-- Dataset records follows --
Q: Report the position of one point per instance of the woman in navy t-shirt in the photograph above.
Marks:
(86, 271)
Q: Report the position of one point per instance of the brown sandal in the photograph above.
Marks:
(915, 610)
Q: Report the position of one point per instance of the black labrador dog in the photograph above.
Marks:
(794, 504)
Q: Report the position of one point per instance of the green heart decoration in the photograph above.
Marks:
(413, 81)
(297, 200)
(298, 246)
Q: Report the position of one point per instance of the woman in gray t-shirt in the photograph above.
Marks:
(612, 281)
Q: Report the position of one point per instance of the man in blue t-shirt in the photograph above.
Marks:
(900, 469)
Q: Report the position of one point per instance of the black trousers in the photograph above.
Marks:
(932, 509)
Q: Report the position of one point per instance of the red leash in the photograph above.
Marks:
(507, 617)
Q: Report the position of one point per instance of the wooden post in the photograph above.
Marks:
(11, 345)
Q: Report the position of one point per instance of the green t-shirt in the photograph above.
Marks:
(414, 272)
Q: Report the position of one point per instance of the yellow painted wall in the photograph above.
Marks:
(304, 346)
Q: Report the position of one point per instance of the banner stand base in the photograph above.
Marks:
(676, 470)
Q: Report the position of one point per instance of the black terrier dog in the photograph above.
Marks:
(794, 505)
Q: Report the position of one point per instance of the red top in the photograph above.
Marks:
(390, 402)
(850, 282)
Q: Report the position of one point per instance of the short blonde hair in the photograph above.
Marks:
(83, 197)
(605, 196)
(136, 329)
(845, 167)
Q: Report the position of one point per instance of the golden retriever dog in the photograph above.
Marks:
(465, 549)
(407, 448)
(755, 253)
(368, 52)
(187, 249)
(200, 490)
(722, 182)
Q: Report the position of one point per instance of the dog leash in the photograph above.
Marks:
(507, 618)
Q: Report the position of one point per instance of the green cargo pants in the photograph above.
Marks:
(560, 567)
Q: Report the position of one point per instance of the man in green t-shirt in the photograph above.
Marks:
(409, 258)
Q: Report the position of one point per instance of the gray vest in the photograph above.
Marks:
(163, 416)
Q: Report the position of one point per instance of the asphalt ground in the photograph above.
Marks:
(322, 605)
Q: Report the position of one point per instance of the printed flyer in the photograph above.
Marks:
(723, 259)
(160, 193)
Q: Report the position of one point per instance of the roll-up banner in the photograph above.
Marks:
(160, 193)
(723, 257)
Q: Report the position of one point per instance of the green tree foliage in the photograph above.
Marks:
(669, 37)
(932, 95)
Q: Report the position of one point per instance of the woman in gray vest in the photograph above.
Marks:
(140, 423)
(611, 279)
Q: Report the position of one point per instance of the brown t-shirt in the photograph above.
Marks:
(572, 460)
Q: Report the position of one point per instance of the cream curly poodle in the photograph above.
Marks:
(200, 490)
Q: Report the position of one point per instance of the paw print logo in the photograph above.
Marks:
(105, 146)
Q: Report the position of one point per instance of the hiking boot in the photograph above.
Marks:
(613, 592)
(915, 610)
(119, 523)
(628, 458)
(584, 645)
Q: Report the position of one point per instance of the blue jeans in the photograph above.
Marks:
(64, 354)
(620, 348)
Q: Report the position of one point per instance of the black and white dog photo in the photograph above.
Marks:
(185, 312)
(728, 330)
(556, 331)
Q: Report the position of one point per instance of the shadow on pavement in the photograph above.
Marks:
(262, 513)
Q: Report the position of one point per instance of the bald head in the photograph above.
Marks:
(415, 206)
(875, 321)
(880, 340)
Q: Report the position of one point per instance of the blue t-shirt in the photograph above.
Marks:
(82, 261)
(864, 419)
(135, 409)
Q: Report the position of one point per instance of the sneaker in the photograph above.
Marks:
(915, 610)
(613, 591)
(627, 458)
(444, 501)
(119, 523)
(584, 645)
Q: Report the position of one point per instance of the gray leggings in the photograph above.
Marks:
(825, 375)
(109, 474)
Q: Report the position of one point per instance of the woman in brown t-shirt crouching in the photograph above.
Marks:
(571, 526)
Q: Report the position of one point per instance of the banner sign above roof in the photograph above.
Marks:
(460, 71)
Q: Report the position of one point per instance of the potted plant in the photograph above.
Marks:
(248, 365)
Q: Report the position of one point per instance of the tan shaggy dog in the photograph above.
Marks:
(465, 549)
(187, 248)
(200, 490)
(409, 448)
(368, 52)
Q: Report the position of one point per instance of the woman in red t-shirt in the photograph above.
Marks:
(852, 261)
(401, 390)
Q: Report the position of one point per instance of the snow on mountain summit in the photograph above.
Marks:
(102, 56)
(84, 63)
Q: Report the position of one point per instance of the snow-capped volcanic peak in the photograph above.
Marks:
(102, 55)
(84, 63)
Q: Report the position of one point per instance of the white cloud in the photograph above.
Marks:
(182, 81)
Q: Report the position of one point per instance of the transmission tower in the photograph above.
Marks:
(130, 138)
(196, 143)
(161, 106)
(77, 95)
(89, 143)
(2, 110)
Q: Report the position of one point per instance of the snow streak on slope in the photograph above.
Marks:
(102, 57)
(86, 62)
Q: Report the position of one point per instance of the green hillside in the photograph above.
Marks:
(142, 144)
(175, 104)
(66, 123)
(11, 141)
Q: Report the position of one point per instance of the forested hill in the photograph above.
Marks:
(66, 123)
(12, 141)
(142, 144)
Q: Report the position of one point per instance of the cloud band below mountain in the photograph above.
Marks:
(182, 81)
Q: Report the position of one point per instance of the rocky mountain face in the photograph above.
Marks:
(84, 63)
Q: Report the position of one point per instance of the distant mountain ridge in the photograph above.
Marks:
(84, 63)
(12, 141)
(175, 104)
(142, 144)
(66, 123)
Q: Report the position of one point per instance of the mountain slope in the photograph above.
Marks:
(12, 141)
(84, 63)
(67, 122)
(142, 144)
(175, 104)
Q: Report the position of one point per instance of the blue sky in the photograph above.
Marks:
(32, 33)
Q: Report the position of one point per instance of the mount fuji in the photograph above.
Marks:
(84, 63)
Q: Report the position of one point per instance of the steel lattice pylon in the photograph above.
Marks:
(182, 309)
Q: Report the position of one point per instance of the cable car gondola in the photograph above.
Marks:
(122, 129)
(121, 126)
-- Dataset records concluded --
--- Your assignment ---
Every line above that contains the word "cloud" should be reported.

--- Output of the task ---
Q: Report the position of one point per instance of the white cloud in the photograph above.
Q: Report the position of one point per instance of the cloud band below mountain in the photograph above.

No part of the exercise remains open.